> Set exercise 1:
In the text about Judith's bat mitzvah, what did she later say was the hardest part of the day?
> Set exercise 2:
Rewrite the listing below, changing "weathered brick surface" to "worn brick facade" everywhere it occurs and keeping everything else the same.
═════ Text
In fact, both are true. The ubiquity of the bat mitzvah ceremony today confirms that Judith’s ritual was a broadly significant event. On the other hand, historical records suggest that full egalitarian commitments were slow to emerge and were sometimes subordinated to other values, even within the Reconstructionist movement.
For sure, in the first few decades after that unprecedented simhah 100 years ago, Judith’s assessment was more true. History is both interpretation of, and storytelling about, the past. However, when we engage in this kind of retrospection, we tend to straighten out the zigs and the zags. We flatten out the steps forward and back, and we all too easily impose current interpretations and experiences onto the past. So when they hear that Mordecai Kaplan’s eldest daughter became bat mitzvah in 1922, most people make a whole set of presumptions.
They presume that the SAJ was founded in 1922 as a fully egalitarian institution. They presume that Judith’s ceremony was exactly the same as a boy’s bar mitzvah of that time. They presume that Kaplan and his circle were immediately and fully committed to egalitarianism from the earliest days of the movement and that, as an expression of this commitment, all girls at the SAJ became bat mitzvah.
In fact, none of these presumptions are true. The SAJ was founded with women as full voting members — this was, after all, just two years after women had received the right to vote in America. But there was no religious equality. Kaplan and his followers had broken away from the Jewish Center, where he had been the founding rabbi and which was Orthodox. In fact, in the earliest years, they continued the practice of separate seating, and Judith later reported that the most challenging part of the day was not chanting a portion of the Torah that her father had just assigned to her the evening before. That was easy. She was well-trained and accomplished both Judaically and musically. Much harder was leaving the comfort of the women’s section to stand in front of the whole congregation.
══════════
═════ Data to process
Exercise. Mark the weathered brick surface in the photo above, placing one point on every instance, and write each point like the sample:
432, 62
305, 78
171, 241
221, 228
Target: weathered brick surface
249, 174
══════════
> Result 1:
Leaving the comfort of the women's section to stand in front of the whole congregation.

> Result 2:
Exercise. Mark the worn brick facade in the photo above, placing one point on every instance, and write each point like the sample:
432, 62
305, 78
171, 241
221, 228
Target: worn brick facade
249, 174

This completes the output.